• Work required: Reproduce each of the records below word for word, changing nothing.

• Dataset:
* * * * * * *

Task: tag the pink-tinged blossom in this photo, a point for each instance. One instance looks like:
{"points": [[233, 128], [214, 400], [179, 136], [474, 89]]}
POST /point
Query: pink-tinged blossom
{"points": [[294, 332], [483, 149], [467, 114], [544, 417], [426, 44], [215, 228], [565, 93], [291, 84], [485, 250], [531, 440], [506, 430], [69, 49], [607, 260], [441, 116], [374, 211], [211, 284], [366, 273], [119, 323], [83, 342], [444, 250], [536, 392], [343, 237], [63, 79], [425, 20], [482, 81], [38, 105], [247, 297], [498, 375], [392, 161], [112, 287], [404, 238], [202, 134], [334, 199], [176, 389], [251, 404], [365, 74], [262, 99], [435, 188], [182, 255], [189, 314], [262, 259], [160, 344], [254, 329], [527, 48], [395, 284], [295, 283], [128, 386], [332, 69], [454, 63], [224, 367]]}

* * * * * * *

• Task result:
Task: tag the pink-tinged blossom in this photo, a point for each instance. One instance looks like:
{"points": [[233, 128], [214, 400], [179, 136], [474, 89]]}
POST /point
Query: pink-tinged blossom
{"points": [[294, 332], [483, 149], [467, 114], [544, 417], [426, 44], [215, 228], [565, 93], [291, 84], [485, 250], [531, 440], [506, 430], [69, 49], [607, 260], [441, 116], [374, 211], [211, 284], [366, 273], [119, 323], [83, 342], [444, 250], [536, 392], [343, 237], [63, 79], [425, 20], [482, 81], [38, 105], [247, 297], [498, 375], [392, 161], [112, 287], [404, 238], [202, 134], [334, 199], [176, 389], [251, 404], [365, 74], [262, 99], [435, 188], [182, 255], [189, 314], [262, 259], [160, 344], [254, 329], [527, 48], [395, 284], [295, 283], [128, 386], [332, 69], [454, 63], [224, 367]]}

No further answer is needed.